## Work to be completed
Pull out every line in the data below that contains the string "viewBox". Letter case must match.
--- Material for this task ---
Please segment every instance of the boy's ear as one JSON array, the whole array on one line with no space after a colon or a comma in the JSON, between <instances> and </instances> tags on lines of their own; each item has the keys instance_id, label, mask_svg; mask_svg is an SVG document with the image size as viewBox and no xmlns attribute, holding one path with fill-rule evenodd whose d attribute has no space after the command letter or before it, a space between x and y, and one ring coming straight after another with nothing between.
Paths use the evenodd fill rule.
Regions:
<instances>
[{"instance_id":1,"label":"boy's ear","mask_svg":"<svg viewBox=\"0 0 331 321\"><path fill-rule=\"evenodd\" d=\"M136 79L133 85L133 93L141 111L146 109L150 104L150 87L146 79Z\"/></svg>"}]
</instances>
---
## Task output
Please segment every instance of the boy's ear as one JSON array, the whole array on one line with no space after a colon or a comma in the JSON, between <instances> and </instances> tags on lines of their own; each item has the keys instance_id, label, mask_svg; mask_svg is an SVG document with the image size as viewBox and no xmlns attribute, holding one path with fill-rule evenodd whose d attribute has no space after the command letter or before it, a space between x and y, and one ring coming straight after another with nothing between.
[{"instance_id":1,"label":"boy's ear","mask_svg":"<svg viewBox=\"0 0 331 321\"><path fill-rule=\"evenodd\" d=\"M136 79L133 85L133 93L141 111L146 109L150 104L150 87L146 79Z\"/></svg>"}]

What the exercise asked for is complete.